可采用各种技术生产钻石状碳、氧氮化硅以及其他高硬度薄膜,包括喷溅和过滤阴极电弧沉积。例如,主要对DLC和SiOxNy膜的摩擦性质进行研究,用作耐磨涂层。钻石状碳和氧氮化硅是光滑且硬的,可有利地延长工件(例如刀具)的磨损寿命。
在各种摩擦应用中,钻石状碳和SiOxNy的光学性质通常并不重要。例如,基于DLC的超市扫描仪,其具有有利地耐划痕性,通常具有黄色色调。但是,在其他应用中,例如用于透镜和显示器的耐磨涂层中,透明度和颜色会是重要的性质。
相信通过增加沉积温度,DLC和SiOxNy薄膜的光学透明性可以得到原位(即在形成膜的过程中的)改进。另一方面,在较低沉积温度下形成的薄膜通常包括例如石墨沉积之类的缺陷,这对其透明性造成负面影响。

已知信息

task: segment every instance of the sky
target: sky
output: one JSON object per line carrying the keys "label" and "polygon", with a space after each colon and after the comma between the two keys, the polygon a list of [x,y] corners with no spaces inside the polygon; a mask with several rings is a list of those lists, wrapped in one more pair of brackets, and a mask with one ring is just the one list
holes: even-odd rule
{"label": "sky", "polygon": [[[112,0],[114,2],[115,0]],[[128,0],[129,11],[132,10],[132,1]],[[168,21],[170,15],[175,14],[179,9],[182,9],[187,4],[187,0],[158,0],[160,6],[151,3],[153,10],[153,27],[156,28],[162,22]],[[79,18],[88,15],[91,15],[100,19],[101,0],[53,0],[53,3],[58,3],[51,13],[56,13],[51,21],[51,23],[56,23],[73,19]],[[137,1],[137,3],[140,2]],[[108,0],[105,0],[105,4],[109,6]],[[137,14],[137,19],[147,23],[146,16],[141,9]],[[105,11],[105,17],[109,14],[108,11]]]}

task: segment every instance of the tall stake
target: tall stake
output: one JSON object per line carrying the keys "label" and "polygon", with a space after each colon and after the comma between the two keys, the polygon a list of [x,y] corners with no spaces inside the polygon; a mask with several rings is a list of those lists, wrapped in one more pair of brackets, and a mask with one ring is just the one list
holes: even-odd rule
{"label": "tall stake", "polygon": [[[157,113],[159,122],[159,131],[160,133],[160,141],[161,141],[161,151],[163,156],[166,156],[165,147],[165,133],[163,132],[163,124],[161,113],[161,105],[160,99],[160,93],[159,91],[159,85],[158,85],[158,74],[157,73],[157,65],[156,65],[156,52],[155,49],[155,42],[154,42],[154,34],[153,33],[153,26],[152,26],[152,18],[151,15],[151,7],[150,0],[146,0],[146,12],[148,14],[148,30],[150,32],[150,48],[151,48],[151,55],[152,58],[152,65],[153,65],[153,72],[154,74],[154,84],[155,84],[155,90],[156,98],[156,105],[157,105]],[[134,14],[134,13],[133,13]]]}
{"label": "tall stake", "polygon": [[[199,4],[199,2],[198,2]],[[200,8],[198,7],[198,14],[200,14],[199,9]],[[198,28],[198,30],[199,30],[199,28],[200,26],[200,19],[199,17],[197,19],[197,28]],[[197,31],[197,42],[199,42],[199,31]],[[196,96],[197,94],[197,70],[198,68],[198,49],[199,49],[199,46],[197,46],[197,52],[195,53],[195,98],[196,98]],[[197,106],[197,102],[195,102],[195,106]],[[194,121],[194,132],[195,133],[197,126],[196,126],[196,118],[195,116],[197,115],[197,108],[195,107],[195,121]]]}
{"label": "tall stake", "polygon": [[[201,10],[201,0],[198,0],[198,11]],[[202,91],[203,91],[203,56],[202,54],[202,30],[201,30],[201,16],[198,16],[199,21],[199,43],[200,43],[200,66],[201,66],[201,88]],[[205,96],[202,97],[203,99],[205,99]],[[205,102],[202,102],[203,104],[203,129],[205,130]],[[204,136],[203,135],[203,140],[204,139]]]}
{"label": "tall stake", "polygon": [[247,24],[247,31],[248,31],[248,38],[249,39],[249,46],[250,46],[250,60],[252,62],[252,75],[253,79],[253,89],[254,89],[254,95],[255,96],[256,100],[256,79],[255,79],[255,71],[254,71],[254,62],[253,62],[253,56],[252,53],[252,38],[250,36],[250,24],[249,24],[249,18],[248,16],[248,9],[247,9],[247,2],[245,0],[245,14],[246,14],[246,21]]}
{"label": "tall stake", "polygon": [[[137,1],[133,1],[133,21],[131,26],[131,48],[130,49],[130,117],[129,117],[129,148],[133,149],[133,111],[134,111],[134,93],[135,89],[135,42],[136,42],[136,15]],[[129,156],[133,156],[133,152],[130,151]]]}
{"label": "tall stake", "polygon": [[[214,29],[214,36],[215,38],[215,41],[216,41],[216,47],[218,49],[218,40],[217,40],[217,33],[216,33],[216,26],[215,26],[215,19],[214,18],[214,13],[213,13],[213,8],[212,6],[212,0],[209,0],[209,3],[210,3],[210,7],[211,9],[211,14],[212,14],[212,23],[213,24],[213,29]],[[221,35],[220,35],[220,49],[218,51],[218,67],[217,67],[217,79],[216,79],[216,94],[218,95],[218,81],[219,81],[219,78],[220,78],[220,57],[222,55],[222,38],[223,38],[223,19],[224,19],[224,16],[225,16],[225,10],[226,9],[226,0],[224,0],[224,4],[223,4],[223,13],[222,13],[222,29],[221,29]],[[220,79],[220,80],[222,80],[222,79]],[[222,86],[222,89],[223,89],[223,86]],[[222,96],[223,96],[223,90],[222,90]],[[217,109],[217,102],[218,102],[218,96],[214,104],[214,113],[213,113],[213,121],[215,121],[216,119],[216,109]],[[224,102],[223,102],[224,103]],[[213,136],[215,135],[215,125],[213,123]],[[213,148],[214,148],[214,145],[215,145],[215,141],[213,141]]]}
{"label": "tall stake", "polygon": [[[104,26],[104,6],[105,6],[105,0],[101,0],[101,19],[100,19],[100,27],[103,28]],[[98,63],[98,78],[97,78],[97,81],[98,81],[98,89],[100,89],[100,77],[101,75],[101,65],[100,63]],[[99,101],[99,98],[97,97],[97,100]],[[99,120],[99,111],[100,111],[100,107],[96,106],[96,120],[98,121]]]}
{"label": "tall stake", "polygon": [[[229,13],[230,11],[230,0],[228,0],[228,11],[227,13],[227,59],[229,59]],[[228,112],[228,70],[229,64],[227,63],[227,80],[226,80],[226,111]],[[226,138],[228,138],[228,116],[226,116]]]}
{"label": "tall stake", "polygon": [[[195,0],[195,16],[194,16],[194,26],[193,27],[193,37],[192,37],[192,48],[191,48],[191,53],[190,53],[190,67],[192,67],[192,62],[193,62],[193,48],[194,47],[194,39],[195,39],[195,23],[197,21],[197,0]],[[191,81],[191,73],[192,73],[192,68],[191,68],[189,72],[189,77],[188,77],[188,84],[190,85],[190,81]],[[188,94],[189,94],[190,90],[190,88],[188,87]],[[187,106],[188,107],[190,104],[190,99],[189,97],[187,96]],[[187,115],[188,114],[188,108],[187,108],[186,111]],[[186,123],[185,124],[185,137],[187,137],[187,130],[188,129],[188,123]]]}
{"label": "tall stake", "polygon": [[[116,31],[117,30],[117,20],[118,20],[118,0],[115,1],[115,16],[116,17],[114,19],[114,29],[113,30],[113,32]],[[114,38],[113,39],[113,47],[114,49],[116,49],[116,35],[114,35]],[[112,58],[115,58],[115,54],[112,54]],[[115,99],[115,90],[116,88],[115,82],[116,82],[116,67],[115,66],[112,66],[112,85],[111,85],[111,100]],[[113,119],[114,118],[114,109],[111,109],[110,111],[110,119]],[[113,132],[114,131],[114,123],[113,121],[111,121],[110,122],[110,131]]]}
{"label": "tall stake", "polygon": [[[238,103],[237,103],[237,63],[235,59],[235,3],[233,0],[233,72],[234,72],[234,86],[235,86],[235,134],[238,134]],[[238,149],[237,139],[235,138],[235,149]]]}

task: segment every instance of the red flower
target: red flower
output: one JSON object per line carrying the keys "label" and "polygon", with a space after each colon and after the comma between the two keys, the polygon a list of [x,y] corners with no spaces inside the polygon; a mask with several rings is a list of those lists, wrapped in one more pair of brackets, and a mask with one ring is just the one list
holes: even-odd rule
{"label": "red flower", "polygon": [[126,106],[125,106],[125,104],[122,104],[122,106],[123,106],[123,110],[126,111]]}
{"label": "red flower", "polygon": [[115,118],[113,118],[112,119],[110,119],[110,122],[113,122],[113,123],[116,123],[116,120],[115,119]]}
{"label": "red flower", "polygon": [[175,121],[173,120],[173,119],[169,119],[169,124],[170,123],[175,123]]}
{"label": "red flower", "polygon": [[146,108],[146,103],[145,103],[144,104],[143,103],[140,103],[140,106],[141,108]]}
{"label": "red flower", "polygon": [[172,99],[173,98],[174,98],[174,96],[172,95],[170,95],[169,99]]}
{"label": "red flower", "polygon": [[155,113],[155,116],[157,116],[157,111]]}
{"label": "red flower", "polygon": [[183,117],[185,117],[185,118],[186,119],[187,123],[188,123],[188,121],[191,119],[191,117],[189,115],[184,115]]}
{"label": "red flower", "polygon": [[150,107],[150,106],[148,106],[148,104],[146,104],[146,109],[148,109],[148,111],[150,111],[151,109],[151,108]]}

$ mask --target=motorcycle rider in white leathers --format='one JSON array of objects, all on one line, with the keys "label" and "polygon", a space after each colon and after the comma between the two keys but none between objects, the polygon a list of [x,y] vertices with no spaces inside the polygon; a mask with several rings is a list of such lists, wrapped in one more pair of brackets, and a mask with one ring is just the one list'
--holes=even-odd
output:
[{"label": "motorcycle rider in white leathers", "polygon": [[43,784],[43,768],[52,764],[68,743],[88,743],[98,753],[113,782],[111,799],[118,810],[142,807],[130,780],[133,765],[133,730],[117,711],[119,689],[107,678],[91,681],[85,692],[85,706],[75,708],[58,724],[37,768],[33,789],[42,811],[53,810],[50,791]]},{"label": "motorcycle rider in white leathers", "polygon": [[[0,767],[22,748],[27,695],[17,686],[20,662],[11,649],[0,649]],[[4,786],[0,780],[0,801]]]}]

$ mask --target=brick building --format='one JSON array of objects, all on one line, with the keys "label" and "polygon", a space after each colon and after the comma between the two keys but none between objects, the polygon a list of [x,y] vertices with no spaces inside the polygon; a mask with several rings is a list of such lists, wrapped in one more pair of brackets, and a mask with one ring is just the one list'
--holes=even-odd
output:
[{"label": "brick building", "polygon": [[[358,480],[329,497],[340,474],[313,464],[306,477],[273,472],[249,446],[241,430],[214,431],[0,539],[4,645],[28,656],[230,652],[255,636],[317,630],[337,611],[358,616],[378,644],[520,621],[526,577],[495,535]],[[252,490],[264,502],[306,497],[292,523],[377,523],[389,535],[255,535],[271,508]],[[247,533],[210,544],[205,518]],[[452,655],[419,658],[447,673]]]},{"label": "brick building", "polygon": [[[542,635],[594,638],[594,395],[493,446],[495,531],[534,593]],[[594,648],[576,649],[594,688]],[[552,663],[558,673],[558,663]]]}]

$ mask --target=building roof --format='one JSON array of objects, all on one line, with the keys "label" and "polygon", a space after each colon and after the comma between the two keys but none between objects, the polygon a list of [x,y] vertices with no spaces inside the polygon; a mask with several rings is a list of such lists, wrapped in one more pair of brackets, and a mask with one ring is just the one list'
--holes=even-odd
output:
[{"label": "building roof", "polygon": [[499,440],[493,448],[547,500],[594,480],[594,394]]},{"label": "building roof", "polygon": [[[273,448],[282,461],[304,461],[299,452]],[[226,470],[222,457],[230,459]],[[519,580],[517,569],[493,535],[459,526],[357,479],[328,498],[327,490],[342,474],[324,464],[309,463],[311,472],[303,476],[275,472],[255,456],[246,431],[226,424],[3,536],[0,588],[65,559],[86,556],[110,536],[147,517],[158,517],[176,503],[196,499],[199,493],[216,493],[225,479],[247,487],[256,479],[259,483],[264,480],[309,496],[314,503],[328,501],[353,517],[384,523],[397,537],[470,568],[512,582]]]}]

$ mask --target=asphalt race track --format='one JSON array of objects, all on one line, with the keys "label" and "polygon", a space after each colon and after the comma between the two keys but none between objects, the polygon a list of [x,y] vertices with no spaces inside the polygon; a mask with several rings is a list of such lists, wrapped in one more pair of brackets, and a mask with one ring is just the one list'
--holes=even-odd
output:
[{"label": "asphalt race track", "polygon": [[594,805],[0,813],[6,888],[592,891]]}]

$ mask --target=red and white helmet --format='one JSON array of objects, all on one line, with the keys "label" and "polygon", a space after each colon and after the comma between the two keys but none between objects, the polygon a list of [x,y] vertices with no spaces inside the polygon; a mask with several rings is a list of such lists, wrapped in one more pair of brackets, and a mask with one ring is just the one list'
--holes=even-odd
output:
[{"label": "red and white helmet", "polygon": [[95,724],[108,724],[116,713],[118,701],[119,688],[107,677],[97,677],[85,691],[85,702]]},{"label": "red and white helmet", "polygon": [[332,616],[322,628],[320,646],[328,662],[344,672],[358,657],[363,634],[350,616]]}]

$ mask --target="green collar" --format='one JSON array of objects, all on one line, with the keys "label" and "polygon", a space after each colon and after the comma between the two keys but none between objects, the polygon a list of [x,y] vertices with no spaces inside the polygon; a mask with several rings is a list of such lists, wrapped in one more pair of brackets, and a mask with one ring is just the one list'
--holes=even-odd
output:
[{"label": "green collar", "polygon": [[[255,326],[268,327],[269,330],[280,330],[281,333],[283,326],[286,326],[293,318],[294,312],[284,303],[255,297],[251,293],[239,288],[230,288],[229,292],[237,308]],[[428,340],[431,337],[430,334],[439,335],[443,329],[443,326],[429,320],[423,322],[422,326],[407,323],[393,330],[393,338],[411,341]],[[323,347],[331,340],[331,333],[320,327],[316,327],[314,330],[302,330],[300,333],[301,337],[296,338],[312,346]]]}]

任务简述
请将文档正文中从“在各种摩擦应用中,钻石状碳和”到“积之类的缺陷,这对其透明性造成负面影响。”这一段重新写出,并把其中的“沉积温度”改为“衬底温度”。 这些材料与文档正文彼此独立。

任务答复
在各种摩擦应用中,钻石状碳和SiOxNy的光学性质通常并不重要。例如,基于DLC的超市扫描仪,其具有有利地耐划痕性,通常具有黄色色调。但是,在其他应用中,例如用于透镜和显示器的耐磨涂层中,透明度和颜色会是重要的性质。
相信通过增加衬底温度,DLC和SiOxNy薄膜的光学透明性可以得到原位(即在形成膜的过程中的)改进。另一方面,在较低衬底温度下形成的薄膜通常包括例如石墨沉积之类的缺陷,这对其透明性造成负面影响。